* DIRECTIVES:
A. From the piece on Paul Volcker, copy everything from "It is now long" down to "inferior monetary regime.".
B. Answer these from the piece on Paul Volcker:
(i) During which years did Volcker serve as Federal Reserve Chairman?
(ii) Above what level did he put the Fed funds rate in his first few years as chairman?
(iii) Under the Bretton Woods gold-exchange standard, at what amount of gold was the dollar defined and fixed?

* PASSAGE TO READ:

──────────

December 10, 2019 Reading Time: 4 minutes

The recent death of Paul Volcker, Federal Reserve Chairman from 1979 to 1987, has generated the usual but undeserved encomiums from media outlets. Sebastian Mallaby at The Washington Post declares that Mr. Volcker was “the savior our economy needed.” Brian Cheung at Yahoo Finance contends that Volcker “tackled the Great Inflation by inspiring a rethink of monetary policy” that “during his eight years at the helm of the central bank, he endured a number of economic crises: rampant inflation, an unstable dollar, the Latin American sovereign debt crisis, the collapse of Continental Illinois National Bank” and “through it all, made quick use of the Fed’s toolbox, elevating the Fed to its modern-day reputation as the first responder to economic crises.”

Set aside for a now the undocumented, underlying premise that money, banking and markets left alone somehow generate inflation, exchange-rate instability, financial crises, and bank failures, while central bankers allegedly cause none of these things but instead fix or mitigate them as heroic rescuers and “first responders.” The naïve imagery of Volcker or the Fed as fixers with a “toolbox” has been common among Fed apologists for decades.  Yet the facts show that the Fed particularly and central bankers generally have instigated many of these troubles.

It is now long forgotten by most monetary economists and biographers that for five years (1969-1974) Volcker was undersecretary for monetary affairs at the U.S. Treasury and in 1971, after just two years on the job, joined Milton Friedman and others in pushing President Nixon to jettison the gold-exchange standard.  Perhaps that’s what Cheung means by Volcker’s “inspiring rethink of monetary policy.” The subsequent decade saw wildly fluctuating exchange rates, double-digit inflation, a dollar crisis, and economic stagnation. Not coincidentally, post-war U.S. productivity gains began diminishing in the 1970s and have never fully revived. Few economists today will attribute it to our inferior monetary regime.

Mr. Volcker has long been portrayed as slayer of some inflation dragon, when in fact he unleashed it; thereafter, in his first few years as Fed chairman (1979-1982), he put the Fed funds rate above 20%, forcing the U.S. economy to suffer two brutal recessions. Duly trained as a Keynesian, Volcker thought prosperity caused inflation, so he tried to kill the former. Was this too an “inspiring rethink of monetary policy,” or was it akin to bloodletting?

By helping to cut the dollar’s tether to gold, Volcker helped Washington’s politicians engage in perpetual fiscal profligacy, which he complained about without ever citing the source of the problem.  Since 1971 in the U.S., compounded, annual rates of change in federal debt, money supply (M-1), and the Consumer Price Index have been 8.6%, 6.1%, and 3.9%, respectively, while real GDP and the Industrial Production Index have grown by merely 2.8% and 2.2% p.a.  In contrast, under the Bretton Woods gold-exchange standard (1948-1971), when the dollar was defined and fixed at 1/35th an ounce of gold, real GDP and the Industrial Production Index grew robustly (by 3.9% and 4.2% p.a.) while federal debt, money supply, and Consumer Price Index increased by only 2.1%, 3.1%, and 2.2% p.a.

──────────

* DATA RECORDS:
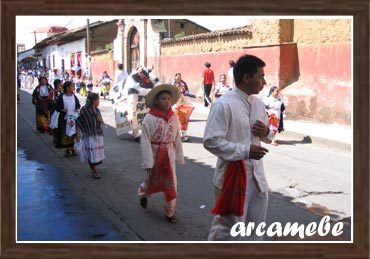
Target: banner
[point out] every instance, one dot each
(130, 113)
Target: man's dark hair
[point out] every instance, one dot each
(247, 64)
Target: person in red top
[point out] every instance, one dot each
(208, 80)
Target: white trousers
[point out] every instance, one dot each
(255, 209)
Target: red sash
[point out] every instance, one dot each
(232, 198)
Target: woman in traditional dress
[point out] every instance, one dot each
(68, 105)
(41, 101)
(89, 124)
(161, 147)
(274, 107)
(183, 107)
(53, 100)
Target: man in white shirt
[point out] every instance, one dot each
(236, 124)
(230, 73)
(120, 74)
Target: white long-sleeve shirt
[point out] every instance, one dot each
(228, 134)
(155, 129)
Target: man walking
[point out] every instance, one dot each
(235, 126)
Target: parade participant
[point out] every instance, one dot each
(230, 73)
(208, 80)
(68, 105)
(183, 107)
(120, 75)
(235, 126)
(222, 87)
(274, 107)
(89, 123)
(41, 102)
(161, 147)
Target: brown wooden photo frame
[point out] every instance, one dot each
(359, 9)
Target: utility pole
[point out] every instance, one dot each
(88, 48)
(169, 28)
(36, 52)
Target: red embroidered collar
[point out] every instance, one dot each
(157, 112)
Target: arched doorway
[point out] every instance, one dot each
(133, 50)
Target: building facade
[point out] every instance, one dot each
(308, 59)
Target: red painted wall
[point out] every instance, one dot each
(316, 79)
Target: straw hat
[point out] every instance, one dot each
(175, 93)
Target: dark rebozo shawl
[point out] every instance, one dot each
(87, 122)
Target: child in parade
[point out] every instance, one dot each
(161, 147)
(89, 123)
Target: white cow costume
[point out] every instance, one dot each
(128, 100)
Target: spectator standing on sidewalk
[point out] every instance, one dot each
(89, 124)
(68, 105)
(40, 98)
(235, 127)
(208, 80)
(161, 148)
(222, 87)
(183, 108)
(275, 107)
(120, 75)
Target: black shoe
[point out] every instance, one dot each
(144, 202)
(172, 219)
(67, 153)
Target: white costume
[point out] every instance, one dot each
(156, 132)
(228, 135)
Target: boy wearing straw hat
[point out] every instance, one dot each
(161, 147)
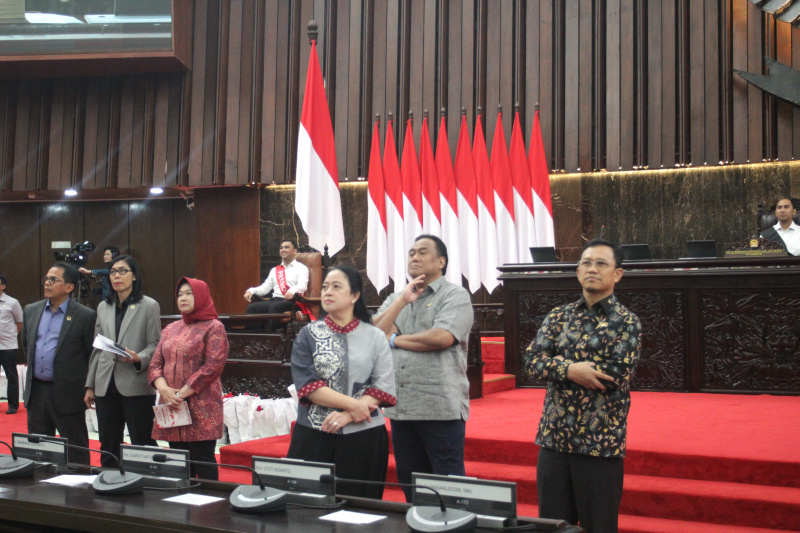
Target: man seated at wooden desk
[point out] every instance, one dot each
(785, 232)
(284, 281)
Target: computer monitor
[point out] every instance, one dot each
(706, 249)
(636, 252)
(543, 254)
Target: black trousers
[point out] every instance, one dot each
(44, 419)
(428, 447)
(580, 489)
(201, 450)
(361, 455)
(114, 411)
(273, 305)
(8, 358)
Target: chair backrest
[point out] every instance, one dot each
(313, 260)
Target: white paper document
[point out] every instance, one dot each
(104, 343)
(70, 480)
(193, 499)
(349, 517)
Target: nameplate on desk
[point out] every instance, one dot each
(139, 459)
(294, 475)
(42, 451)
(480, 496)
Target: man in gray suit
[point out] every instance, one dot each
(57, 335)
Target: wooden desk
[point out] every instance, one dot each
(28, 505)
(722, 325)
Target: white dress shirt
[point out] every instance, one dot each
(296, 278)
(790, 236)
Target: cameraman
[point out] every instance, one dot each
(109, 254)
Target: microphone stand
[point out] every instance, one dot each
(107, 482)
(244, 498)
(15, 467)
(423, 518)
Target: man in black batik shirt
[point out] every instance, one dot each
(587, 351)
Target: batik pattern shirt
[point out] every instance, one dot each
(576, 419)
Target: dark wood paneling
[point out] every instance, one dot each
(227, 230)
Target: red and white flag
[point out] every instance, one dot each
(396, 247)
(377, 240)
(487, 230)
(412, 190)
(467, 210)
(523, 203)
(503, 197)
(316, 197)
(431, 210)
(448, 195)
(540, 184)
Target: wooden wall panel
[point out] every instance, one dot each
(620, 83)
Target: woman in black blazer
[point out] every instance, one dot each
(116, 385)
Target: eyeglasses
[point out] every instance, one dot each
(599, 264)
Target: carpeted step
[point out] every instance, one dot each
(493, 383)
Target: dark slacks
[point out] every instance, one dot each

──────────

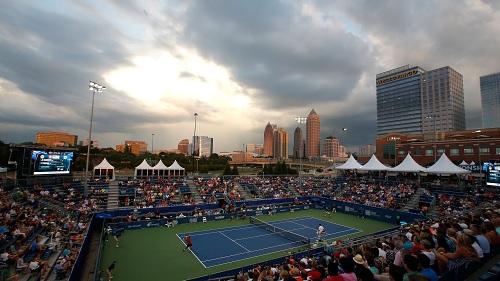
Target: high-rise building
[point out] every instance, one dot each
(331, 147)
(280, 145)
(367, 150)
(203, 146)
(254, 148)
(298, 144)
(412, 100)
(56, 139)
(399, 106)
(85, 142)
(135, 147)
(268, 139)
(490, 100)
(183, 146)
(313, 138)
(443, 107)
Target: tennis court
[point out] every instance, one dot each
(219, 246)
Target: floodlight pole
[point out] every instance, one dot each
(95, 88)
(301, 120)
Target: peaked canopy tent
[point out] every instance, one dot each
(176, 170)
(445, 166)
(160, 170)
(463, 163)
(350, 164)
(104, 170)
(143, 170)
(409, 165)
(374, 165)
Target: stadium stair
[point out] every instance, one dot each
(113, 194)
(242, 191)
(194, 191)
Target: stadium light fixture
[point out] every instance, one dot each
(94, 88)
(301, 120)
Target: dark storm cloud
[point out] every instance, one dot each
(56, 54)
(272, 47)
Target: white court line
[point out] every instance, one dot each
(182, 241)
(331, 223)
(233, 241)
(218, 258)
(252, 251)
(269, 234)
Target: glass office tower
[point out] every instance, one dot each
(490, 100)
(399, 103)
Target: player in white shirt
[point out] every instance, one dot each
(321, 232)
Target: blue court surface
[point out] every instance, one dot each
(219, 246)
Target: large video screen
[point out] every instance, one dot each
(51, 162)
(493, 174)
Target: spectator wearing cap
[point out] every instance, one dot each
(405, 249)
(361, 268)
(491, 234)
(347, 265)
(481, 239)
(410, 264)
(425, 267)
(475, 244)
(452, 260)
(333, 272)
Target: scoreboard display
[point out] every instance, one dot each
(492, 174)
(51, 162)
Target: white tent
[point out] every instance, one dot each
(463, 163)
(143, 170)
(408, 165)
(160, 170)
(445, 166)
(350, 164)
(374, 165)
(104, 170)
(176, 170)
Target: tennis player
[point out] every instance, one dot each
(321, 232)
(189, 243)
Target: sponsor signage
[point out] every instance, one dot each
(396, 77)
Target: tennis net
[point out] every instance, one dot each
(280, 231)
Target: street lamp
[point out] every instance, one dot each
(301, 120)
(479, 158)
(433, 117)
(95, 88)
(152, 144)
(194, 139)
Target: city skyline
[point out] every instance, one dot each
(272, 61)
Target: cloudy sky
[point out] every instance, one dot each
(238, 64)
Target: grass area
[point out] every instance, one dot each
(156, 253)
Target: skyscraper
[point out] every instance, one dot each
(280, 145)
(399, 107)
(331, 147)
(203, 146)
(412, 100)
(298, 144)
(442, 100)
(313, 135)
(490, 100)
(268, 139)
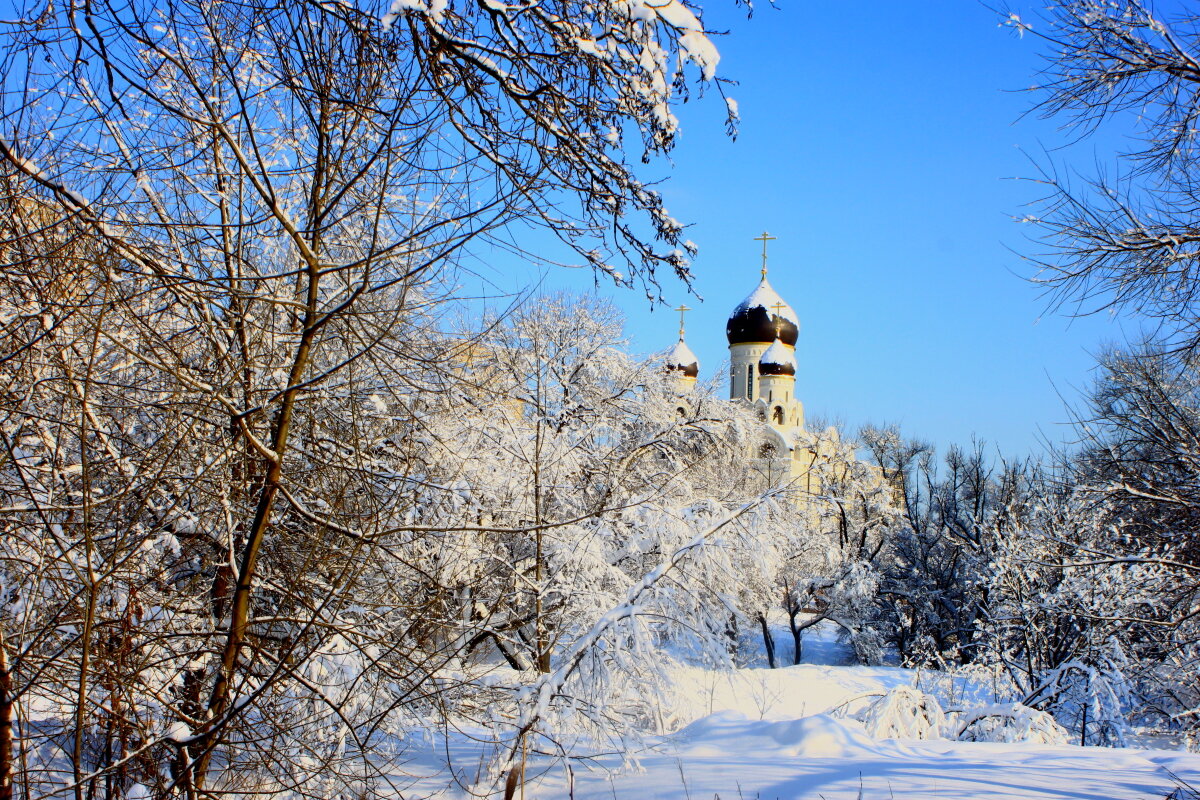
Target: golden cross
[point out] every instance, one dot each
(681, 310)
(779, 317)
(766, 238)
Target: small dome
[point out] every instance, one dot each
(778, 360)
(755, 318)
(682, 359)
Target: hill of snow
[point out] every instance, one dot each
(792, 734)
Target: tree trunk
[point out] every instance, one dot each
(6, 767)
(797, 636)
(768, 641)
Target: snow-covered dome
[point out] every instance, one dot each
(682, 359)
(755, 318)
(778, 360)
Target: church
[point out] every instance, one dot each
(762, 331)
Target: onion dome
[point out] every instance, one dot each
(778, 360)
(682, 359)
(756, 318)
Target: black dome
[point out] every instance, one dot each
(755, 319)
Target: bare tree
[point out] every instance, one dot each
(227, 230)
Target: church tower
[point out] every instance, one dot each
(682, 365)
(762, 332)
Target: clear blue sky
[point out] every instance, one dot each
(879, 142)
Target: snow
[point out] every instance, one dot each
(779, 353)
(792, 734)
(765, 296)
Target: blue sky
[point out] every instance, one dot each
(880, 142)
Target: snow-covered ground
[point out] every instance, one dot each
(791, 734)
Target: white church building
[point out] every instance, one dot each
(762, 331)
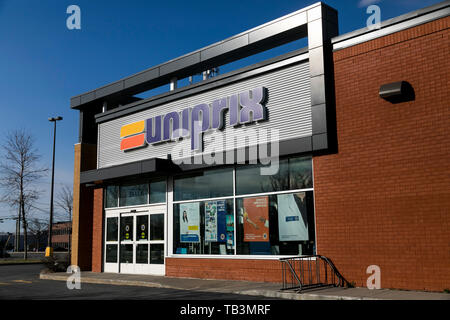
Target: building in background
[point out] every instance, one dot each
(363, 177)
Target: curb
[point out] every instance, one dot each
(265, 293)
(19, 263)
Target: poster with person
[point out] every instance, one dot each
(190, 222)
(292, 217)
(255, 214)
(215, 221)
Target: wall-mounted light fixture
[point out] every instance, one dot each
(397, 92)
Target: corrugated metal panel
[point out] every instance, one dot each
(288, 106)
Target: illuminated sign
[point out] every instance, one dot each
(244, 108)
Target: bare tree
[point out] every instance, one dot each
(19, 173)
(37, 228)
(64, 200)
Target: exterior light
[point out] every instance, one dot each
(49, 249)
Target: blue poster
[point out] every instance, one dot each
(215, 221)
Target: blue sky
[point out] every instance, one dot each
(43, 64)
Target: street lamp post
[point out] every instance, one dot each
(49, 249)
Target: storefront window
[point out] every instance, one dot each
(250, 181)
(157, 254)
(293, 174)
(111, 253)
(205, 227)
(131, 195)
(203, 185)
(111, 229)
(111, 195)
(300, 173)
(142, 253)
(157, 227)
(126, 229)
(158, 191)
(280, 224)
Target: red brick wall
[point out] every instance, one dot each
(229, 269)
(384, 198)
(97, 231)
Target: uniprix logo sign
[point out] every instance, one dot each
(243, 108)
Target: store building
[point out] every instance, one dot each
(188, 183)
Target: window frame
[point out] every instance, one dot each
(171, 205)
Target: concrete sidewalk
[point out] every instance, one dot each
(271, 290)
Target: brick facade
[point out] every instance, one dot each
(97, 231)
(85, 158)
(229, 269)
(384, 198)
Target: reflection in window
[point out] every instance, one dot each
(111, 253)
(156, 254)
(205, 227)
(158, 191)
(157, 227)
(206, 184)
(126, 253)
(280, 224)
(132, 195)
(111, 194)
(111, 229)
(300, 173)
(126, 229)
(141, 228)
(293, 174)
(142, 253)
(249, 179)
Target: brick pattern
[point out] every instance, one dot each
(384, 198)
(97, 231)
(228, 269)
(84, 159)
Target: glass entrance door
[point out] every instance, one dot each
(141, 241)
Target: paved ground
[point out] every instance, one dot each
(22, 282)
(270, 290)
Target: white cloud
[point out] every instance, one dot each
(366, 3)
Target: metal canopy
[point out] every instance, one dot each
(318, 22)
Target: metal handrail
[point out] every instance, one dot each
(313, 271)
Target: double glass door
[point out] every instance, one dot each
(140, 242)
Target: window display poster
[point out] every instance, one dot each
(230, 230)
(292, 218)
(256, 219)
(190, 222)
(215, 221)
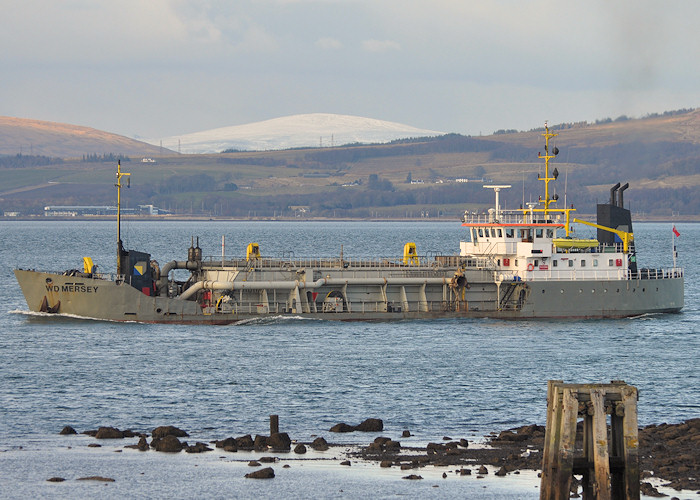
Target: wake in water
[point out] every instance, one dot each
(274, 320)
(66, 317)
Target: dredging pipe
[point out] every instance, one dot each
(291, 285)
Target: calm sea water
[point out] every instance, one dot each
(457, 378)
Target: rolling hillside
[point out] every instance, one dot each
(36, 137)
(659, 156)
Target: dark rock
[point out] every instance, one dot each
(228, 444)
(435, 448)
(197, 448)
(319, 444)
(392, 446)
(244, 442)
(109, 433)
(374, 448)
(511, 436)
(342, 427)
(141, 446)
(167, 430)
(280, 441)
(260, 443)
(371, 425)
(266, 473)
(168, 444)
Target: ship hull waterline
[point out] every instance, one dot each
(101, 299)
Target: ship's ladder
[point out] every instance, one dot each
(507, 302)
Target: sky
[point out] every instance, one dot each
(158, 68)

──────────

* EXPECTED RESPONSES:
A.
It is now long forgotten by most monetary economists and biographers that for five years (1969-1974) Volcker was undersecretary for monetary affairs at the U.S. Treasury and in 1971, after just two years on the job, joined Milton Friedman and others in pushing President Nixon to jettison the gold-exchange standard.  Perhaps that’s what Cheung means by Volcker’s “inspiring rethink of monetary policy.” The subsequent decade saw wildly fluctuating exchange rates, double-digit inflation, a dollar crisis, and economic stagnation. Not coincidentally, post-war U.S. productivity gains began diminishing in the 1970s and have never fully revived. Few economists today will attribute it to our inferior monetary regime.

B.
(i) 1979 to 1987
(ii) 20%
(iii) 1/35th an ounce of gold